__Page text__:
....
Wounded Words
There is an old saying, “Never judge a book by its cover.” Like most overused “sayings” it has all but lost its meaning. I found myself saying it as I got in the car last night on my way home from the weekly writing group I lead at a nearby homeless shelter.
I began the group back in September when I was asked to assist the residents who had all but lost contact with their families. Unsure of where to start, I created the writing group as a way to get “in” and begin to develop a relationship with the residents in order to accomplish this rather challenging goal of family reunification. I could not predict what would happen.
About 2 years ago I joined a writing group led by Susan Hagen, a local writer who had written a book called Women at Ground Zero, the stories of the female first responders to the tragedy on September 11. Susan’s method was remarkable, creating a creative space for self exploration through writing. It wasn’t meant to be a “therapy group”, but it was certainly “therapeutic”. At the time I remember thinking, I could imagine using this in my therapy practice.
It wasn’t until I started at the homeless shelter that I had my chance. Each week after dinner, a group of us get together and write. We’re a motley crew, folks who have lost everything. Men and women, clad in donated clothes who rely on the compassion of others to get by. We range in age from 20 to over 70. We are moms and dads, brothers and sisters, grandpas and grandmas and next door neighbors. We are recovering alcoholics and addicts, professionals and teachers, laborers, cooks and lots of combat veterans. It’s not always the same folks, but they’re always there, waiting, anxious to see what stories are ready to emerge that particular evening.
....
__Given information__:

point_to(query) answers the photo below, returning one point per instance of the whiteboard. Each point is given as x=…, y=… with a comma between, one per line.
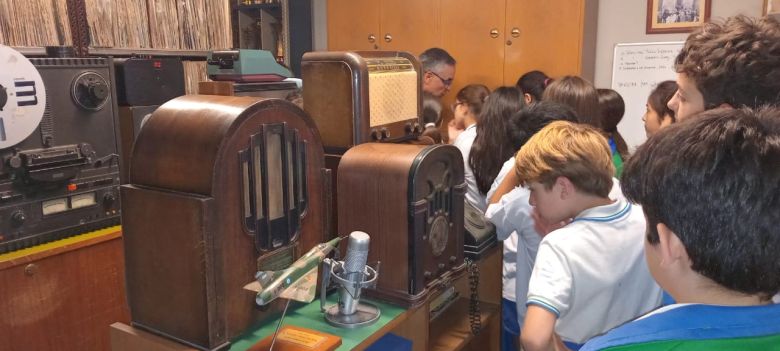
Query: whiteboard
x=636, y=69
....
__Required actions__:
A. Answer these about the writing-group text:
(i) In what month did the shelter writing group begin?
(ii) What book had Susan Hagen written?
(iii) What is the age range of the group's members?
B. Print the writing-group text from "Wounded Words" up to and including "what would happen.".
Rely only on the text for these answers.

__Solution set__:
A.
(i) September
(ii) Women at Ground Zero
(iii) From 20 to over 70

B.
Wounded Words
There is an old saying, “Never judge a book by its cover.” Like most overused “sayings” it has all but lost its meaning. I found myself saying it as I got in the car last night on my way home from the weekly writing group I lead at a nearby homeless shelter.
I began the group back in September when I was asked to assist the residents who had all but lost contact with their families. Unsure of where to start, I created the writing group as a way to get “in” and begin to develop a relationship with the residents in order to accomplish this rather challenging goal of family reunification. I could not predict what would happen.